### [Metin]
Görüntülediğiniz mahkeme kararı henüz kesinleşmemiştir. Yararlı olması amacıyla eklenmiştir.
T.C. … 4. ASLİYE TİCARET MAHKEMESİ
T.C.
… TÜRK MİLLETİ ADINA
4. ASLİYE TİCARET MAHKEMESİ GEREKÇELİ KARAR
ESAS NO : 2022/743 Esas
KARAR NO : 2022/1006
HAKİM : … …
KATİP : … …
DAVACI : … – …
VEKİLİ : Av. … – …
DAVALI : … – … …
VEKİLİ : Av. … – ….
DAVA : Menfi Tespit (Kambiyo Senetlerinden Kaynaklanan)
DAVA TARİHİ : 09/11/2022
KARAR TARİHİ : 22/12/2022
GEREKÇELİ KARARIN
YAZILDIĞI TARİH : 23/12/2022
Mahkememizde görülmekte olan Menfi Tespit davasının yapılan açık yargılaması sonunda,
DAVA:
Davacı vekili dilekçesinde özetle; Müvekkil …, ekte yer alan hizmet döküm cetvelinde görüleceği üzere 27.05.2022 de dava dışı …’a ait işyerinde şoför olarak işe başlamış ve iş akdi fiilen 01.07.2022 tarihinde sona erdiğini, dava dışı …’a ait şahıs firması ile davalı şirket arasında araç kiralama sözleşmesi akdedilmiş olup davacı müvekkil, dava dışı şirket adına kiralanan … plaka sayılı aracı 09.06.2022 tarihinde teslim almaya gittiğinde davalı şirket müvekkile bir kısım belgeler imzalatıldığını, kiralanan … plaka sayılı araç, davalı firmanın yetkilisi ve ortağı olan … adına kayıtlı olduğunu, müvekkil işten ayrıldıktan sonra … plaka sayılı araç, sürücü … sevk ve idaresindeyken 05.07.2022 tarihinde bir kazaya karışmış olup kaza tespit tutanağı ekte yer almadığını, Aracı teslim almaya gittiği sırada müvekkile imzalatılan belgeler kazanın meydana gelmesinden sonra kambiyo senedi haline getirilerek müvekkil hakkında işbu dava konusu takip başlatıldığını, kambiyo senedi haline getirilen belgedeki yazılar müvekkile ait olmadığını, müvekkilin dava dışı firma da şoför olarak çalışan, 1999 doğumlu bir kimse olup davacı ile arasında alacak/borç ilişkisi bulunmadığını, müvekkil sadece çalıştığı firmanın kiraladığı aracı teslim almaya giden çalışan olması nedeni ile davacının talep ettiği bir kısım belgeyi imzaladığını beyan ederek dava konusu edilen bono/kambiyo senedi nedeni ile davalıya borçlu olunmadığının tespitine, Kötüniyetli davalı/alacaklı hakkında %20 den aşağı olmamak üzere kötüniyet tazminatına hükmedilmesini talep ve dava etmiştir.

### [Verilen öğeler]
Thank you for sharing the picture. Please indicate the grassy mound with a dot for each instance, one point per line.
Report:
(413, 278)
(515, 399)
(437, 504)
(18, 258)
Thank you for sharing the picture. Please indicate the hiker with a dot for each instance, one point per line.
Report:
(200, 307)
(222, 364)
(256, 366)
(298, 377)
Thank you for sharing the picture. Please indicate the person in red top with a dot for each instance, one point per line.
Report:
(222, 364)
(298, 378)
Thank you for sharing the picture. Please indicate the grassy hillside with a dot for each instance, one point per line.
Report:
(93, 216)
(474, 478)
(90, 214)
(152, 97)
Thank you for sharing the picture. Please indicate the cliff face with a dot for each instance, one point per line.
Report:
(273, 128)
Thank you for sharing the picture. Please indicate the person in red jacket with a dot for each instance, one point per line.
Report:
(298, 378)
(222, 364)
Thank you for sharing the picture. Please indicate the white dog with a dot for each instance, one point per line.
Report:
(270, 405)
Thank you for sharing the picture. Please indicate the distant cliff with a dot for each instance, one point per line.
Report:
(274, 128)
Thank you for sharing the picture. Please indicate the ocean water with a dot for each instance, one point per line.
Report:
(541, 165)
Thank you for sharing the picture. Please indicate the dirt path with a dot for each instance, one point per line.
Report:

### [Yapılacak iş]
Metnin "T.C. … 4. ASLİYE" sözleriyle başlayıp "(Kambiyo Senetlerinden Kaynaklanan)" sözleriyle biten kısmını hiç değiştirmeden yeniden yazın. Yalnızca metindeki bilgilere dayanın.

### [Tamamlanan iş]
T.C. … 4. ASLİYE TİCARET MAHKEMESİ
T.C.
… TÜRK MİLLETİ ADINA
4. ASLİYE TİCARET MAHKEMESİ GEREKÇELİ KARAR
ESAS NO : 2022/743 Esas
KARAR NO : 2022/1006
HAKİM : … …
KATİP : … …
DAVACI : … – …
VEKİLİ : Av. … – …
DAVALI : … – … …
VEKİLİ : Av. … – ….
DAVA : Menfi Tespit (Kambiyo Senetlerinden Kaynaklanan)